**Text section**
%%

The interlayer film 2 for a laminated glass contains the resin A or the resin Aa having structural units represented by the formulae (1) to (3).
The first component 3 for a laminated glass is a PET film. The first component 3 for a laminated glass may also be a glass plate. The second component 4 for a laminated glass is a glass plate. The second component 4 for a laminated glass may also be a PET film.
One of the first and second components 3, 4 for laminated glass is preferably a polyethylene terephthalate film (PET film). Since the interlayer film 2 for a laminated glass comprises the resin A or the resin Aa, its adhesiveness to a PET film can be enhanced.
It is to be noted that the “laminated glass” includes not only a laminated glass comprising an interlayer film for laminated glass interposed between two glass plates, but also a laminated glass comprising an interlayer film for laminated glass interposed between a glass plate and a PET film. The “laminated glass” is preferably a laminated body including glass plates. At least one glass plate is preferably used therein. On the outer surface of the first and second components for laminated glass, another component for laminated glass may be further laminated.
Examples of the glass plate include inorganic glass and organic glass. Examples of the inorganic glass include a transparent colored glass plate such as green glass, a float glass plate, a heat reflecting glass plate, a heat absorbing glass plate, a polished glass plate, a molding glass plate, and a wire glass plate. The organic glass is plastic glass substituting for inorganic glass. Examples of the organic glass include a polycarbonate plate and a poly(meth)acrylic resin plate. Examples of the poly(meth)acrylic resin plate include a polymethyl (meth)acrylate plate. Namely, the “laminated glass” include a laminated glass comprising the first and second components 3, 4 for laminated glass, which are a PET film or an organic glass such as a polycarbonate plate and a poly(meth)acrylic resin plate. Further, the interlayer film for laminated glass according to the present invention may have high adhesiveness not only to a PET film, but also to the inorganic glass and the organic glass.
The thickness of the PET film is not particularly limited. The thickness of the PET film is preferably in the range of 0.03 to 0.5 mm. Further, the thickness of the glass plate is not particularly limited. The thickness of the glass plate is preferably in the range of 1 to 3 mm.
A production method of the laminated glass according to the present invention is not particularly limited. For example, a laminated glass is obtained as follows: interposing an interlayer film for laminated glass between the first and the second component for laminated glass; pressurizing the laminated body with use of a pressing roll or vacuum-drawing the laminated body in a rubber bag so as to eliminate air left among the components for laminated glass and the interlayer film for laminated glass; and pre-bonding the laminated body at a temperature of about 70 to 110° C. Further, the obtained laminated glass may be pressure-bonded at a temperature of about 120 to 150° C. and at a pressure of 1 to 1.5 MPa in an autoclave or by pressing.
The present invention is described in more detail with reference to examples. It is to be noted that the present invention is not limited only to the following examples.

%%

**Source material**
%%

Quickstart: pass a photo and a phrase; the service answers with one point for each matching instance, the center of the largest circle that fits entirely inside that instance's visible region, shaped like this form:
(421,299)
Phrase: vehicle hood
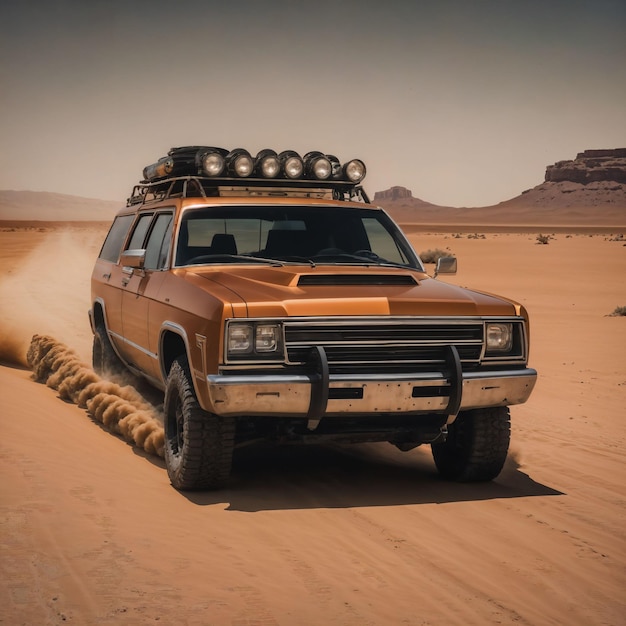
(338,290)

%%

**Goal**
For each statement, say yes or no to whether it agrees with the text on laminated glass, and quote the exact words from the text that settle it: (a) The preferred thickness of the glass plate is 1 to 3 mm. (b) Pre-bonding is done at about 120 to 150° C. (c) A polycarbonate plate is given as a kind of organic glass.

**Solved problem**
(a) Yes: "The thickness of the glass plate is preferably in the range of 1 to 3 mm."
(b) No: "pre-bonding the laminated body at a temperature of about 70 to 110° C."
(c) Yes: "Examples of the organic glass include a polycarbonate plate and a poly(meth)acrylic resin plate."